# Text for analysis
This process can also be adapted for batch optimisation, where multiple points are suggested for parallel evaluation in each cycle. While this can slightly reduce sample efficiency, it significantly accelerates the discovery process when multiple experiments can be run concurrently^[3].

In the past decade BO has received a significant boost in attention. This can be attributed to a massive leap in popularity of machine learning (ML) and the need for computationally expensive hyperparameter tuning^[9]. Almost all conventional ML algorithms (linear regression, decision trees, random forests, etc.) have hyper-parameters that control how the model is built. For example, the number of unique leaves and branches has a significant impact on how well a decision tree generalises data^[10]. Although rules of thumb for such situations exist, they often provide non-ideal model performance. The cost of retraining multiple models with varied parameters and choosing the best performer is oftentimes much lower than the unrealised gains from deploying a subpar model for real life scenarios^[3]. Consequently multiple BO libraries have been developed for Python (it being the de facto language for ML). These range from simple BO models implemented within the Sci-Kit package, general plug-and-play ML BO (e.g. Optuna)^[11], or researcher aimed low-level packages, such as BoTorch (part of the popular PyTorch package)^[12] and Ax^[13]. However, since all of these were developed with ML scientists and software developers in mind, they require strong programming knowledge to use effectively. Unfortunately, such skillset is quite often neglected within the biological sciences apart from bioinformaticians and PhD level researchers.

# Required action A
Quote the BO passage between "This process can" and "be run concurrently^[3].", inclusive.
# Required action B
Answer these questions using the BO passage:
(i) In batch optimization, what is suggested in each cycle?
(ii) Which programming language does the passage call the de facto language for ML?
(iii) Which package is BoTorch part of?

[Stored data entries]
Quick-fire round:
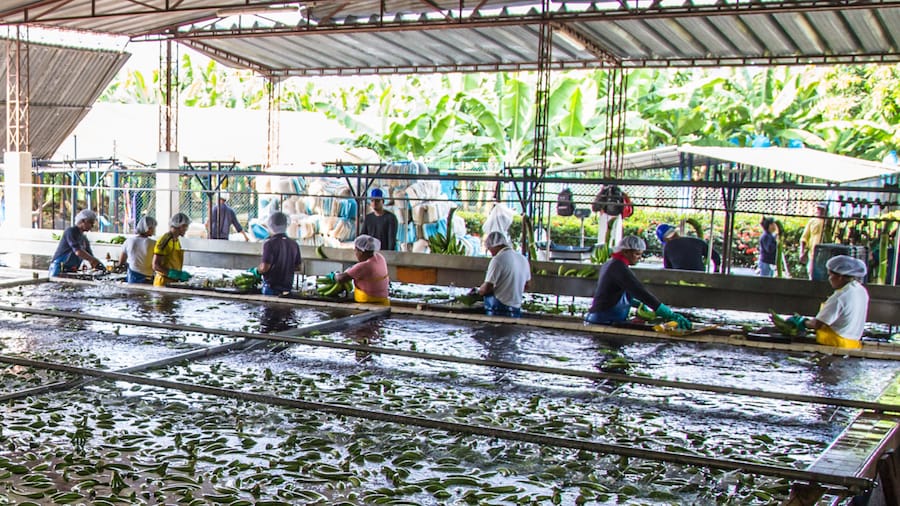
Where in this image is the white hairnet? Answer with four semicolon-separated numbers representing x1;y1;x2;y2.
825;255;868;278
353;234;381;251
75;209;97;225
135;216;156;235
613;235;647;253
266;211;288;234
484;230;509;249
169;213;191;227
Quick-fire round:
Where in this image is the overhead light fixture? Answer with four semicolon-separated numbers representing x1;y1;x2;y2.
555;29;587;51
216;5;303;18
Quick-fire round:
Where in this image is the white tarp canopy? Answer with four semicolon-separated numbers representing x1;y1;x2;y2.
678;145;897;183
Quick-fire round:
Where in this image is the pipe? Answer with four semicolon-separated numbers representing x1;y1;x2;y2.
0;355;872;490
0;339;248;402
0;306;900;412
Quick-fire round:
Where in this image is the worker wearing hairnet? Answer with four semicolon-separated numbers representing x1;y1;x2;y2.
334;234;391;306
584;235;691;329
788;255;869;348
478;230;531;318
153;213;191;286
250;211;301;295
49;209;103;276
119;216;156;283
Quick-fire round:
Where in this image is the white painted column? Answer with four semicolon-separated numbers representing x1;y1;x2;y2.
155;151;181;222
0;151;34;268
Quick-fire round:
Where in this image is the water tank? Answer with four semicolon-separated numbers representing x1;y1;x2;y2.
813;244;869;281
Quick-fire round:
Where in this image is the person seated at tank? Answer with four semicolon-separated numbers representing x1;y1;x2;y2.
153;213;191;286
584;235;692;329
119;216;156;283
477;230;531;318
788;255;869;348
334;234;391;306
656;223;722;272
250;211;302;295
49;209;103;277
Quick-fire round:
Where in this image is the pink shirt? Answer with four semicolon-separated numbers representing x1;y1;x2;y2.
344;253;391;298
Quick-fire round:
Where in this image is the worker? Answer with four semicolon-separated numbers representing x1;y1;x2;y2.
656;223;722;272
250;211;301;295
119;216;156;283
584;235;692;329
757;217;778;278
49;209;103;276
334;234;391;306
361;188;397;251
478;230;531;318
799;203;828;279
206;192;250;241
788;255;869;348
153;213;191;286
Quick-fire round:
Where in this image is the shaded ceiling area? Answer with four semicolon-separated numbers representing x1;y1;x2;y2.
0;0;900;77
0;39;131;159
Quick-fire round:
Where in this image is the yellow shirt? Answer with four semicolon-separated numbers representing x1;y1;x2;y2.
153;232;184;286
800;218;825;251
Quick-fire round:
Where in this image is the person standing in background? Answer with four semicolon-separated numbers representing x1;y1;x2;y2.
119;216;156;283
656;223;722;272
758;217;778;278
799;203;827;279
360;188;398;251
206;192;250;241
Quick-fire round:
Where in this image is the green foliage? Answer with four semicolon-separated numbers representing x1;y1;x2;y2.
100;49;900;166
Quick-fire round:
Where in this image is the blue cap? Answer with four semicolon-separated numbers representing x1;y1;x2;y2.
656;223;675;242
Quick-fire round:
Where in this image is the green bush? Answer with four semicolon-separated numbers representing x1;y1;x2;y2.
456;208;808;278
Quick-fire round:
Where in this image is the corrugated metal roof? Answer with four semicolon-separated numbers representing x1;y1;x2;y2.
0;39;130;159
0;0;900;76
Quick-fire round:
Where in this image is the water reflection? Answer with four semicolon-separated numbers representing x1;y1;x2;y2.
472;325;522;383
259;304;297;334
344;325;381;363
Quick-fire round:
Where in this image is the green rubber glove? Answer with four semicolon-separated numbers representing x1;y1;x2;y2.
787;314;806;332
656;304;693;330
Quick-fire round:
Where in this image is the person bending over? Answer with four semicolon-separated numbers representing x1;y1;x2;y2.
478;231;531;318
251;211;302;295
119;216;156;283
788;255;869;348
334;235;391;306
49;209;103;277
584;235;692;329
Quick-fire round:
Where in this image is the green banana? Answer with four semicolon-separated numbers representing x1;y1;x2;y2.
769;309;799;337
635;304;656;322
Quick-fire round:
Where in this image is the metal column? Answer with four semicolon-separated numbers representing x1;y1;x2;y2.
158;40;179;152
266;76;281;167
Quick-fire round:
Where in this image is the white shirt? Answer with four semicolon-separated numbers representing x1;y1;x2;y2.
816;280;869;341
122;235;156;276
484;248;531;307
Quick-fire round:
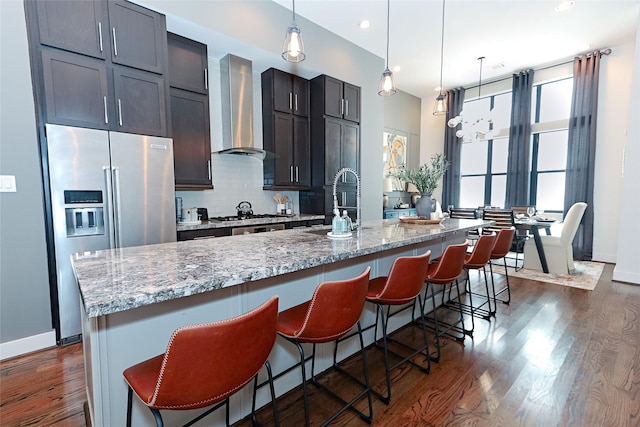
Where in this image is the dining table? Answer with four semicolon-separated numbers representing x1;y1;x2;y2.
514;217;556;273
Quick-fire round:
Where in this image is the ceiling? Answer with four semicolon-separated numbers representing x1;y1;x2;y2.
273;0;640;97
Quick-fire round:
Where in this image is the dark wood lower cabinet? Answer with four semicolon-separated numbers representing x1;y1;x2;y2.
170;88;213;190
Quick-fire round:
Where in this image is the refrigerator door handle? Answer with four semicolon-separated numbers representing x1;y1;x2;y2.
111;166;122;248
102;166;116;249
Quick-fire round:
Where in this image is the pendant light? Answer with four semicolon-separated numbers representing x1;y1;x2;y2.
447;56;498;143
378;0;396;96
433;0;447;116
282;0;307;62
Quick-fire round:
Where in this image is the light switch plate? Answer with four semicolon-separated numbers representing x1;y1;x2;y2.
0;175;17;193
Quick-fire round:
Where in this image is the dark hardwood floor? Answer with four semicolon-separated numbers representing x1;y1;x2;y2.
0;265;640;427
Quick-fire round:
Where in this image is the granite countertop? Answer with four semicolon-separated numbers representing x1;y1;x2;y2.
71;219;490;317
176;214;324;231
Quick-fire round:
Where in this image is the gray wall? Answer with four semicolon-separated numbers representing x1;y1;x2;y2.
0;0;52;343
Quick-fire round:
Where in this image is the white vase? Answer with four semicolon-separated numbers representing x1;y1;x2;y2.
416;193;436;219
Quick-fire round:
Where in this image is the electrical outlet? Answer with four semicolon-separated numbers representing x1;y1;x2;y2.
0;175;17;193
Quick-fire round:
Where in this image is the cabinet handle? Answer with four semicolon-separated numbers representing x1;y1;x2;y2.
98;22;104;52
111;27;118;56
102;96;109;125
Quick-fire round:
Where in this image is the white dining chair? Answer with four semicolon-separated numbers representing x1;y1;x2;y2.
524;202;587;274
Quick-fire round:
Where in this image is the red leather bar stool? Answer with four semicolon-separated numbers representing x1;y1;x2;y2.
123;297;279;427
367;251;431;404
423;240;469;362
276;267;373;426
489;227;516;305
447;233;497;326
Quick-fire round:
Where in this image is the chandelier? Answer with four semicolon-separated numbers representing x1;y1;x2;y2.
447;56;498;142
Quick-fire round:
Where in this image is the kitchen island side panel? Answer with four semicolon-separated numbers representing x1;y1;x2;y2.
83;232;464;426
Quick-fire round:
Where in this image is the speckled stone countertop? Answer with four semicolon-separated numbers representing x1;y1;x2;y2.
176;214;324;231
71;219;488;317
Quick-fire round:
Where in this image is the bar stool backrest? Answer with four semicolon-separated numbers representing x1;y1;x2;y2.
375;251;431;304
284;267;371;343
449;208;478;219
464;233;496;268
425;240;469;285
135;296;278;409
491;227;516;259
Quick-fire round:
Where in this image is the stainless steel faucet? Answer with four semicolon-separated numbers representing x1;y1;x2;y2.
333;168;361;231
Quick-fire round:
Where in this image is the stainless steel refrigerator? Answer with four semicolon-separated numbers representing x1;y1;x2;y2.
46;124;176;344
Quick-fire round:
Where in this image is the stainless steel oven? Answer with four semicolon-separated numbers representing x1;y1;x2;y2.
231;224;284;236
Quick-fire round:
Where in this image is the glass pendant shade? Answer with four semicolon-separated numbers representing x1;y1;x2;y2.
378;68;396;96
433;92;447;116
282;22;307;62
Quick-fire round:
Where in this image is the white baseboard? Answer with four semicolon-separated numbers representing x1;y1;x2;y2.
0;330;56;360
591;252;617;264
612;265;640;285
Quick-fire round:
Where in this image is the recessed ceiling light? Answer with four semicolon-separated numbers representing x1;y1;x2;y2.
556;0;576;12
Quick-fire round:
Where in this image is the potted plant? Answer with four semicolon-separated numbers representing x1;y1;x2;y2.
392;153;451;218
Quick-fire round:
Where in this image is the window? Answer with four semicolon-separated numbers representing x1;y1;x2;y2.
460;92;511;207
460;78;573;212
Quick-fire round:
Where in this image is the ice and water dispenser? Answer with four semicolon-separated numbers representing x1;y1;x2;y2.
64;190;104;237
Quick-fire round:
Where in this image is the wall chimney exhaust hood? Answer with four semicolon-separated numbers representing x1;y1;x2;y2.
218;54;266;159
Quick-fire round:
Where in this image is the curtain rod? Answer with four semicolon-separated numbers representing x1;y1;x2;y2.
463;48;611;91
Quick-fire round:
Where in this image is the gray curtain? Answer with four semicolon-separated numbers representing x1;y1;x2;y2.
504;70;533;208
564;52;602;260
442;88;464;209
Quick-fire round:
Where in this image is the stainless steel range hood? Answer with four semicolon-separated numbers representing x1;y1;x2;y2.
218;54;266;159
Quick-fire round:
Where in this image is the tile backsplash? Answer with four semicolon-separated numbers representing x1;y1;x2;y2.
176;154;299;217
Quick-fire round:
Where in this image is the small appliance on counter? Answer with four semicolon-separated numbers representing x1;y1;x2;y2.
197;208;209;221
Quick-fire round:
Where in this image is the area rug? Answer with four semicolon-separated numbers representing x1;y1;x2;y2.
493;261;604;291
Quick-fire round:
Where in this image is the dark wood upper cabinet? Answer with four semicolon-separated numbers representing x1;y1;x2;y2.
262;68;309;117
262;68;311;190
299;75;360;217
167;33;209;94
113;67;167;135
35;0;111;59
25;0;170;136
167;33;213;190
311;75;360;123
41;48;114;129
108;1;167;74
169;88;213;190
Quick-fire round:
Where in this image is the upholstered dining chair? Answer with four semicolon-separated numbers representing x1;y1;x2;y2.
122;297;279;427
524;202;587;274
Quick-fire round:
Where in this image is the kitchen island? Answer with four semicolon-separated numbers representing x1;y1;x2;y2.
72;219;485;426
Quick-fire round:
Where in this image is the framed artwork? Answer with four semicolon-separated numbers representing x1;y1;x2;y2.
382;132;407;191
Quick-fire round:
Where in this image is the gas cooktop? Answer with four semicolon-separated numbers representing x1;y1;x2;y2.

# Answer A
This process can also be adapted for batch optimisation, where multiple points are suggested for parallel evaluation in each cycle. While this can slightly reduce sample efficiency, it significantly accelerates the discovery process when multiple experiments can be run concurrently^[3].

# Answer B
(i) Multiple points for parallel evaluation.
(ii) Python.
(iii) PyTorch.